START INPUT FOR THIS TASK
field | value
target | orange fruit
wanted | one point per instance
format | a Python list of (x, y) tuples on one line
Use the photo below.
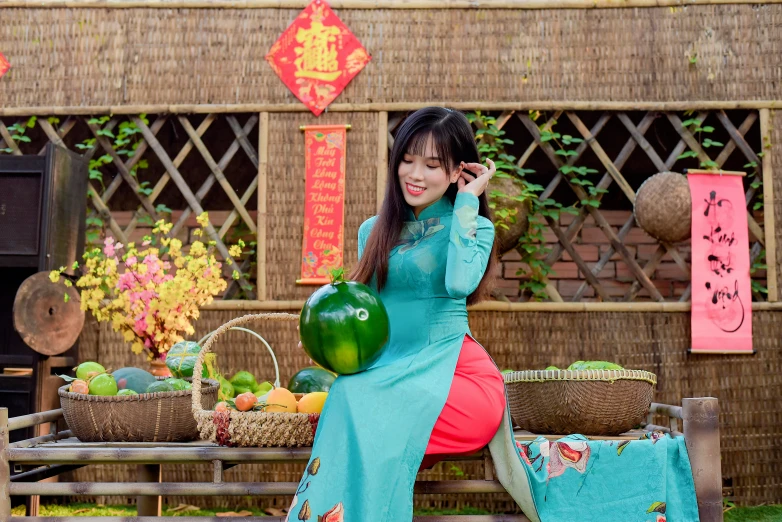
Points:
[(245, 401), (312, 402), (79, 386), (280, 400)]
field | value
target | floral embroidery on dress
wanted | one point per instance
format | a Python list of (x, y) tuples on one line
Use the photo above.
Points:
[(414, 232), (563, 455)]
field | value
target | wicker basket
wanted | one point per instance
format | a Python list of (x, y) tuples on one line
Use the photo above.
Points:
[(663, 207), (250, 428), (146, 417), (589, 402)]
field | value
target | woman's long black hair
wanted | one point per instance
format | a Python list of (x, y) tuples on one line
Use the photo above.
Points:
[(455, 142)]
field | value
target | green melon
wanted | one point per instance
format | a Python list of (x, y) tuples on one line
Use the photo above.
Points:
[(133, 378), (311, 379)]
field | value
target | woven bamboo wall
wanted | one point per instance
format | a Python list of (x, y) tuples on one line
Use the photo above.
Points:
[(80, 57), (749, 387)]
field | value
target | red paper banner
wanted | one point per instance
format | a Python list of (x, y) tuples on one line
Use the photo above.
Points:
[(4, 65), (721, 287), (317, 56), (324, 202)]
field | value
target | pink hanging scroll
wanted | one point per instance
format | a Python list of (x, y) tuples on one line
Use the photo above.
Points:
[(721, 288)]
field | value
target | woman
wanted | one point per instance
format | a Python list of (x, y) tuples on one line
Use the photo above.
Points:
[(434, 391)]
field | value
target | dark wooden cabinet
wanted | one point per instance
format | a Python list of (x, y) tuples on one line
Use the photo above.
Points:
[(42, 226)]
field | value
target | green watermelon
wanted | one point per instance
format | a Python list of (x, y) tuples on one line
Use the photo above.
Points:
[(344, 327), (594, 365), (181, 359), (133, 378), (159, 386), (311, 379)]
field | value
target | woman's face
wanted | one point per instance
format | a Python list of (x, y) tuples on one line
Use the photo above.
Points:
[(423, 179)]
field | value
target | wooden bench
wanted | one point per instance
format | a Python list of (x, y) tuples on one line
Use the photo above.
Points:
[(24, 464)]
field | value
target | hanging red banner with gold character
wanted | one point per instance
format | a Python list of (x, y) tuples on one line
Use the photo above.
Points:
[(721, 285), (317, 56), (4, 65), (324, 202)]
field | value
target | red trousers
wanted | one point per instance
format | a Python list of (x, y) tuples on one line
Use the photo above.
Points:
[(473, 410)]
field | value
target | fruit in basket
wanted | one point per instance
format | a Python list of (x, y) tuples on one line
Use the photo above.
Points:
[(88, 369), (159, 386), (178, 384), (181, 359), (594, 365), (79, 386), (103, 384), (344, 327), (312, 402), (263, 388), (280, 400), (245, 401), (226, 390), (243, 382), (311, 379), (133, 378)]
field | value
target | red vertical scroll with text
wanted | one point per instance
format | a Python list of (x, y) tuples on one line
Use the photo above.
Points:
[(721, 285), (324, 202)]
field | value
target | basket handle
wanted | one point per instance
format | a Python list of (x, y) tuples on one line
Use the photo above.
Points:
[(212, 337)]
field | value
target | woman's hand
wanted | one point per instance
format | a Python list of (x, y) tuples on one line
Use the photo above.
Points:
[(475, 184)]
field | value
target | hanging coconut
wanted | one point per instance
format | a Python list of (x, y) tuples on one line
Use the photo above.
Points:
[(663, 207), (510, 229)]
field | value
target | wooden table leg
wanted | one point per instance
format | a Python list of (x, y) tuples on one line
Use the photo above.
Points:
[(702, 436), (149, 506)]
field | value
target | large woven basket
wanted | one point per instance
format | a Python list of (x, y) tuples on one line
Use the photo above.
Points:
[(250, 428), (146, 417), (589, 402)]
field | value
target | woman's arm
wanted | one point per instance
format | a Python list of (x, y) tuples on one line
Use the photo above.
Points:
[(363, 234), (472, 237)]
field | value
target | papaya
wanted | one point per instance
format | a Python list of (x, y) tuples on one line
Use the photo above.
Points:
[(311, 379)]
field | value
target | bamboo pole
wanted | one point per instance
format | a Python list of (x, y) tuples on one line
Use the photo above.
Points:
[(382, 156), (432, 518), (152, 489), (565, 105), (768, 206), (5, 468), (369, 4), (499, 306), (263, 165)]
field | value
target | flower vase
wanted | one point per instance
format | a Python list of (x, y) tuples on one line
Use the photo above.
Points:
[(158, 368)]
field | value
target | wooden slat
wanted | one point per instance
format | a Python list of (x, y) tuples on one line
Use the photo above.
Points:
[(768, 206), (603, 157), (187, 193), (164, 178), (208, 183), (602, 223), (382, 158), (263, 165), (9, 141), (687, 136), (218, 172), (124, 172)]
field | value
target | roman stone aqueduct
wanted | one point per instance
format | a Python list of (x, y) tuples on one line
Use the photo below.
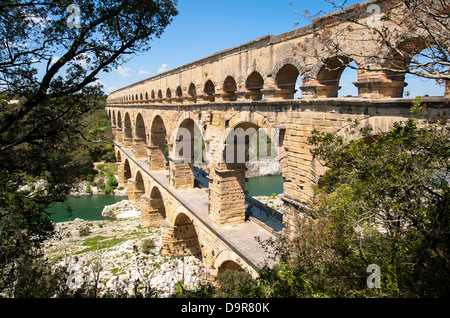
END INPUT FOR THIS TASK
WHAT YOU HAVE TO DO: Transcribe all records verbatim and omit each image.

ANSWER TO THE EXERCISE:
field | value
target | orange fruit
wanted | one point per instance
format | a Python list of (x, y) tuples on one line
Use the photo below.
Points:
[(245, 401), (312, 402), (79, 386), (280, 400)]
field | value
target | floral embroidery on dress
wanted | one point per instance
format | a Python list of (x, y) tuples on one line
Use the photo above.
Points:
[(414, 232), (563, 455)]
field | value
target | wicker basket
wanted | one point per instance
format | a Python list of (x, y) tuples on one line
Use the photo above.
Points:
[(663, 207), (250, 428), (146, 417), (589, 402)]
field | value
target | woman's long black hair
wanted | one point per instance
format | a Python list of (x, y) tuples on one line
Use the photo above.
Points:
[(455, 142)]
field | value
target | green melon
wanted | one point per instance
format | a Python list of (x, y) tuples on one line
Use the photo above.
Points:
[(133, 378), (311, 379)]
field | value
target | woven bamboo wall
wanted | one point per instance
format | a Python list of (x, y) tuples on one line
Use the photo above.
Points:
[(80, 57), (749, 387)]
field | value
target | red paper banner
wanted | one point per instance
format | a Python list of (x, y) tuples on one line
Use the photo above.
Points:
[(4, 65), (721, 287), (317, 56), (324, 202)]
field | value
target | pink hanging scroll
wanted | one point per instance
format | a Python list of (x, y) tuples on one line
Use the photo above.
Points:
[(721, 288)]
field | value
target | woman
wanted | one point per instance
format | a Python list of (x, y) tuples on one line
Use the photo above.
Points:
[(434, 391)]
field | value
target | dark wooden cabinet
wanted | one point per instance
format | a Python list of (x, y) tuples on one line
Use the photo above.
Points:
[(42, 226)]
field | value
target | green watermelon
wanted | one point per instance
format | a Python list of (x, y) tuples on one line
Use the photo above.
Points:
[(344, 327), (594, 365), (181, 359), (133, 378), (159, 386), (311, 379)]
field | value
target | woman's face
wanted | one point per instance
format | a Python list of (x, y) tuples on one line
Use the photo above.
Points:
[(423, 179)]
field | value
target | wooden bench
wanted | one point per instance
format | a Python list of (x, y) tuples on one line
Use the photo above.
Points:
[(24, 464)]
field | value
target | hanging red banner with gold character
wanted | one point per instance
format | a Python list of (x, y) tuples on one line
Use the photo above.
Points:
[(721, 285), (317, 56), (4, 65), (324, 202)]
field | value
target | red trousers
wanted | one point per instance
format | a Python list of (x, y) tuples on one line
Use the photo above.
Points:
[(473, 410)]
field | value
target | fruit in basket
wanted | one point per instance
format | a Python list of (x, y) tuples on one line
Use the photo above.
Points:
[(88, 369), (159, 386), (178, 384), (181, 359), (594, 365), (79, 386), (103, 384), (344, 327), (312, 402), (263, 388), (280, 400), (245, 401), (226, 390), (243, 382), (311, 379), (133, 378)]
field | value
target | red vertical scroll with text
wanted | one point per instance
format | a Python list of (x, y) tuples on one line
Use the photo above.
Points:
[(721, 285), (324, 202)]
field | value
target | basket handle
wanted | one point per instance
format | a Python list of (x, y) tuples on one line
Use the photo above.
Points:
[(212, 337)]
field | value
target | woman's hand
wanted | one point per instance
format | a Python list of (x, y) tuples on one line
Use the photo above.
Points:
[(475, 184)]
field | value
target | hanging coconut
wanted | one point per instance
format | a Python list of (x, y) tuples on one line
Use the photo above.
Points:
[(663, 207), (510, 229)]
field | value
target | wooden table leg
wanted | one point per instance
format | a Python list of (x, y) tuples on one line
Use the photo above.
Points:
[(702, 436), (149, 506)]
field | value
target | large woven basket
wanted | one point per instance
format | a Python list of (x, y) tuples on one line
Use the photo above.
Points:
[(250, 428), (146, 417), (589, 402)]
field | value
target | woman's arm
wanted | one point per instance
format | a Python list of (x, y) tuples on one line
Use the photo above.
Points:
[(363, 234), (472, 237)]
field | value
target | papaya
wanted | one point per instance
format | a Python list of (x, y) tuples on one line
Use the photo above.
Points:
[(311, 379)]
field | value
target | bamboo pole
wanted | one point per instance
format | a Python list of (x, y) tuples on one line
Use the photo above.
Points:
[(382, 156), (432, 518), (152, 489), (565, 105), (768, 206), (5, 468), (369, 4), (499, 306), (263, 165)]
field | value
target | flower vase
wanted | one point per instance
format | a Python list of (x, y) tuples on one line
Use the photo above.
Points:
[(158, 368)]
field | value
target | wooden slat
wanted | one point per instance
format | a Python list of (x, y) tuples on one line
Use the photo above.
Points:
[(768, 206), (603, 157), (187, 193), (164, 178), (208, 183), (602, 223), (382, 158), (263, 165), (9, 141), (687, 136), (218, 172), (124, 172)]
field | value
target | roman stone aqueduct
wanted | one point per instance
format | a Python list of (x, y) tuples on one line
Use the photo below.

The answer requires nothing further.